▸ What needs to be done
The expected output is every line from the one containing "Target: green rugby jersey" to the end of the data below, exactly, and no other line.

▸ Recorded data
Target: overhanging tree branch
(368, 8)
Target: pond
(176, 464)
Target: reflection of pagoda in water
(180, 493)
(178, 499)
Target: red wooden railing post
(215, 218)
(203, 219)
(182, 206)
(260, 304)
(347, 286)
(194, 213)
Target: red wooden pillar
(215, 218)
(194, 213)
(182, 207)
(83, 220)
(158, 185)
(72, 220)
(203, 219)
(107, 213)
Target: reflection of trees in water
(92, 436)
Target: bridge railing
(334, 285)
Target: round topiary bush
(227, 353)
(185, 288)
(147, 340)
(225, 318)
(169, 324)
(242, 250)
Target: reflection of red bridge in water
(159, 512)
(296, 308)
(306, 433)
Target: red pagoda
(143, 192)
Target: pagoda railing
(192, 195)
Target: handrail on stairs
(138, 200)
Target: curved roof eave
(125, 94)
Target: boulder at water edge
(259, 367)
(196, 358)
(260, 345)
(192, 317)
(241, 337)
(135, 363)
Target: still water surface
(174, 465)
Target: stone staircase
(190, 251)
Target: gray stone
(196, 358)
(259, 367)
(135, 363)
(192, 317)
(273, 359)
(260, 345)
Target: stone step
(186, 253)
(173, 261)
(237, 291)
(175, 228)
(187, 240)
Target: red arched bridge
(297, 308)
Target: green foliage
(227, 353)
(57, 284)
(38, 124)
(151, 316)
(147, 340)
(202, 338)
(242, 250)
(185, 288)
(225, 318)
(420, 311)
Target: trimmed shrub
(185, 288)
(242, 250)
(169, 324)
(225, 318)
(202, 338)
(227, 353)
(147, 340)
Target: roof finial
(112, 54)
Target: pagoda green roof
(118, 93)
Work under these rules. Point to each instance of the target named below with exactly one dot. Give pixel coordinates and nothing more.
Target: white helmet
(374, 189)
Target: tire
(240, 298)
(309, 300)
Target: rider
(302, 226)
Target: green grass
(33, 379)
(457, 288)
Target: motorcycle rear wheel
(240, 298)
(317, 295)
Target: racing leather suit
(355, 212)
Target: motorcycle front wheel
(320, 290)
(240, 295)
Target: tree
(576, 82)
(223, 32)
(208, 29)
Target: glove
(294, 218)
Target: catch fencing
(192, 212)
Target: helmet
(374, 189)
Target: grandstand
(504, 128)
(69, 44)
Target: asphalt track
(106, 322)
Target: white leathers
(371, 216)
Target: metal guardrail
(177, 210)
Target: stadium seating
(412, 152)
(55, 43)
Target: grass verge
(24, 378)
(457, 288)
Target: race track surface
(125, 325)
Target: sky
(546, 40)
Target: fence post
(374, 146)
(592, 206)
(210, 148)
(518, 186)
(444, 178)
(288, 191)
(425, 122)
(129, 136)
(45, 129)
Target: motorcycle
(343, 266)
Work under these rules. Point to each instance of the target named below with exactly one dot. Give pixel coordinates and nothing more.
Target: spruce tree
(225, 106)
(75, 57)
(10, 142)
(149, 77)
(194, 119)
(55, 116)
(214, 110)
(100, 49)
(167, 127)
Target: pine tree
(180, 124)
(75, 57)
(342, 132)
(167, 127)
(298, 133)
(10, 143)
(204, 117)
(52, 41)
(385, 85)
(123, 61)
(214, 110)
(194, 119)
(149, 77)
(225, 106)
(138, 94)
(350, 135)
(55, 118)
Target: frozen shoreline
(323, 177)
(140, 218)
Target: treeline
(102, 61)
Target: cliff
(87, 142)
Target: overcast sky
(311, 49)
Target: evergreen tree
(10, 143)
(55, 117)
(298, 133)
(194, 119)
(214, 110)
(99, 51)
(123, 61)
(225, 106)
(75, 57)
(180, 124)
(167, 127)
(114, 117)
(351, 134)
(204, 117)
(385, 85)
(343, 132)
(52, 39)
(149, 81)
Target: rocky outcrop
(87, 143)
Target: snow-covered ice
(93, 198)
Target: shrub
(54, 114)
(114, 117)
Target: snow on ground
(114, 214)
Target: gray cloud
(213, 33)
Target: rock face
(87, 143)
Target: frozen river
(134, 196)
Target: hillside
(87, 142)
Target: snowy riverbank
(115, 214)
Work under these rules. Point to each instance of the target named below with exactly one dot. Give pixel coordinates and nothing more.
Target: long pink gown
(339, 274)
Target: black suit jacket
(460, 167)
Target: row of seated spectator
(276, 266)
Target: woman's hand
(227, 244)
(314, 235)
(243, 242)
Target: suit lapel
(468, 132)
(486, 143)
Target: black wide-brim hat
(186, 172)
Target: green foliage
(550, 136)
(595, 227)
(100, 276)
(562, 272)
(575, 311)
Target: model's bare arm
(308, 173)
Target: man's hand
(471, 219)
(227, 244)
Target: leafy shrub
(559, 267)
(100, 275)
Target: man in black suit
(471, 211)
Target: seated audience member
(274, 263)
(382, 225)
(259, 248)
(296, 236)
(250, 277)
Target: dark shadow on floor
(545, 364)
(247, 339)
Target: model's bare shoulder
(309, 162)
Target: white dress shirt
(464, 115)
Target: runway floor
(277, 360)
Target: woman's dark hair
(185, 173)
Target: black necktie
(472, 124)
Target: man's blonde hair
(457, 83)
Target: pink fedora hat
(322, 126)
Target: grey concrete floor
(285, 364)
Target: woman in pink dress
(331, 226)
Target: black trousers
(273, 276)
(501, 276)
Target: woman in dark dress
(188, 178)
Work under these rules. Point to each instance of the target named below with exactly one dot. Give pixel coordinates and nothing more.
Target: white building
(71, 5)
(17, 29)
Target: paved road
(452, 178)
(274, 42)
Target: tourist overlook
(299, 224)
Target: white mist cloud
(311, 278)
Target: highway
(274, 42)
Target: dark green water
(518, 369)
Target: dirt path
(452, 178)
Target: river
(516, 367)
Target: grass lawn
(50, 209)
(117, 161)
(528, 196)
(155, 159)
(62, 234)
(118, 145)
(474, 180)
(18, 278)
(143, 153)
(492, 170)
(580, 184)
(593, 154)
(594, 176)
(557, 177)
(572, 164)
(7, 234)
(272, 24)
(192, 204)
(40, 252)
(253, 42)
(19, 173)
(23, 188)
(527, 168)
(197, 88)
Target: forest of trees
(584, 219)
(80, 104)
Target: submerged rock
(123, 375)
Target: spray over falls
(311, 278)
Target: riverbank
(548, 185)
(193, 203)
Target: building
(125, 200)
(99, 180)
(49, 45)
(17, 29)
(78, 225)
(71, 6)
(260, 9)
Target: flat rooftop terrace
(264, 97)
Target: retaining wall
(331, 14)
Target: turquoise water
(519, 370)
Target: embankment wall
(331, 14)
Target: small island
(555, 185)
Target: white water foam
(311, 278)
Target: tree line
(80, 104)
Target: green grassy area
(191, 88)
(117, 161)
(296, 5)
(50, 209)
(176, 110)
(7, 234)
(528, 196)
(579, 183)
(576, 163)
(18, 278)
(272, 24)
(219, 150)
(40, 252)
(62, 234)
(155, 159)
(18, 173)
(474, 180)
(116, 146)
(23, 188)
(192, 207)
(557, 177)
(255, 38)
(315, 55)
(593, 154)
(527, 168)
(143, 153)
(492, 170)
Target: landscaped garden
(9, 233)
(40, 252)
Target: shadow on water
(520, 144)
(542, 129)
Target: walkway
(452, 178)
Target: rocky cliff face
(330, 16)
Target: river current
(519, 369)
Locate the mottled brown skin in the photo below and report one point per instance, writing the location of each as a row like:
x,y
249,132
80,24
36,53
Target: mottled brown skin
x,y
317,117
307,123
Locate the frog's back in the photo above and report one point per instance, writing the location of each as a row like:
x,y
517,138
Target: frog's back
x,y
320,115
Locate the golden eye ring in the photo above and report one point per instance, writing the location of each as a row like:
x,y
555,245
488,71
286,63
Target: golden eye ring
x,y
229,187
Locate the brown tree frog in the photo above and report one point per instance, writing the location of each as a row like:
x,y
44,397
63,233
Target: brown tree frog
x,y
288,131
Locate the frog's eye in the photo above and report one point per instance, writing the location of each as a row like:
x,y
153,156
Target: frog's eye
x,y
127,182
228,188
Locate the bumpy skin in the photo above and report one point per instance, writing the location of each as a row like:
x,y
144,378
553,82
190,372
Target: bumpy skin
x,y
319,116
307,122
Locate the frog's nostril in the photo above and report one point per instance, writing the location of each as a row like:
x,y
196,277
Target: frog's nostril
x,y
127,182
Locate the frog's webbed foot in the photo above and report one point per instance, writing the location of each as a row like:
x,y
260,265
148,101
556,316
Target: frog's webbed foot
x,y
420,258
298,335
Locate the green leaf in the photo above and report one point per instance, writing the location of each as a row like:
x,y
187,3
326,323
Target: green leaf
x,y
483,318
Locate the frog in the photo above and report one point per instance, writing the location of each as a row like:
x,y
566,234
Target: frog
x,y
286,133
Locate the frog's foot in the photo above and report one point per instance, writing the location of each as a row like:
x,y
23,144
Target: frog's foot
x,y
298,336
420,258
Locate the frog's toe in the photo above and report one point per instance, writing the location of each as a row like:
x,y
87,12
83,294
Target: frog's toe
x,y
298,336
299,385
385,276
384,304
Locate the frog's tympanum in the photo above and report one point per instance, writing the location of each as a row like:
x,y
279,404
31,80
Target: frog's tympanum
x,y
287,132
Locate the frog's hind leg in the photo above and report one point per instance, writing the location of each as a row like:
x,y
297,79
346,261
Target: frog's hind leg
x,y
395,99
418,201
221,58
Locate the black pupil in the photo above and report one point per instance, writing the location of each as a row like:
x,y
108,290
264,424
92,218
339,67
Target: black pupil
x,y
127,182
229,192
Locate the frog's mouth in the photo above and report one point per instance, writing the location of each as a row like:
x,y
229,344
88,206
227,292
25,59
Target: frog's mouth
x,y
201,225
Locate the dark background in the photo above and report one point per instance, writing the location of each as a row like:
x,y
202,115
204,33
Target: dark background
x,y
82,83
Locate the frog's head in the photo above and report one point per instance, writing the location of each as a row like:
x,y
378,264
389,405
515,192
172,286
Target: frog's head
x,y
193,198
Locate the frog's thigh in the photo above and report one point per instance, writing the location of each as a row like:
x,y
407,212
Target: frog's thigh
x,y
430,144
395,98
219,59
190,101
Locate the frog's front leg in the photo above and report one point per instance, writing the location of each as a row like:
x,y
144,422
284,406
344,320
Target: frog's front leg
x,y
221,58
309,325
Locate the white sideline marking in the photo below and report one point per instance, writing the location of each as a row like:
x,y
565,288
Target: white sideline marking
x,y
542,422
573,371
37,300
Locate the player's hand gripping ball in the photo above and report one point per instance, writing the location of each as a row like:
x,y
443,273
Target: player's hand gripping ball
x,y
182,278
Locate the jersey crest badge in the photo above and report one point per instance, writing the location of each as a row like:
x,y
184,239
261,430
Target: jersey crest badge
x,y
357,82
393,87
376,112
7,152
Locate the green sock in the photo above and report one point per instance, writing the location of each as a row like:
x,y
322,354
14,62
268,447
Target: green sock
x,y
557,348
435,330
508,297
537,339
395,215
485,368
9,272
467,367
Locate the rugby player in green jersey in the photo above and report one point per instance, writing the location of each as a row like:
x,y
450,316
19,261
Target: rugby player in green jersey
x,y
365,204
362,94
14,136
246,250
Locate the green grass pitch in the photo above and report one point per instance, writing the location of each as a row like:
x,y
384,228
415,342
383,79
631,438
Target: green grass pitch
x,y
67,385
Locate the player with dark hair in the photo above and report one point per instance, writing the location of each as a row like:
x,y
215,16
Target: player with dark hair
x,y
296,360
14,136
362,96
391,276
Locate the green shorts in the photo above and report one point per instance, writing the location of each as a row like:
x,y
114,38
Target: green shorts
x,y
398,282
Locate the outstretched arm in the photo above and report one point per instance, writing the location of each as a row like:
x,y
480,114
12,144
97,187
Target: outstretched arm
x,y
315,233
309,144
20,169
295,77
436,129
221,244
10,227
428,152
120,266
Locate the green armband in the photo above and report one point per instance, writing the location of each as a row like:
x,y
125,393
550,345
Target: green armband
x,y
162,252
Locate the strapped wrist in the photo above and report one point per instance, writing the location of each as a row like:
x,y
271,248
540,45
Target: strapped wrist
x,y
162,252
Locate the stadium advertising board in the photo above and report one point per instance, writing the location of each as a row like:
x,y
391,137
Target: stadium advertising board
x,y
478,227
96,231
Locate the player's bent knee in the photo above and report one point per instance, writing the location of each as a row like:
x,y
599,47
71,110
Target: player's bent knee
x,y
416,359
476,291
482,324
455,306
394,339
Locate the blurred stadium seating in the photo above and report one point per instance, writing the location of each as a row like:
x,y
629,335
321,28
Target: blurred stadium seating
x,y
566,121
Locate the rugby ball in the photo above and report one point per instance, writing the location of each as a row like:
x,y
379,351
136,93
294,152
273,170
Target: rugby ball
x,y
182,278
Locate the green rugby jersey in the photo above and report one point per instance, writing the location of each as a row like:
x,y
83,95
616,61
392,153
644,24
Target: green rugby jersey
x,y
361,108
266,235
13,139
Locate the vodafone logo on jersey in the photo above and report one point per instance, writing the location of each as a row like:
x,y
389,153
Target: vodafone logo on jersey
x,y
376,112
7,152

▸ Result
Target: green rugby jersey
x,y
361,108
266,235
13,139
Locate the vodafone logo on jersey in the photo above and report one point per instance, writing the location of each as a row like:
x,y
389,153
Target: vodafone logo on jersey
x,y
376,112
7,152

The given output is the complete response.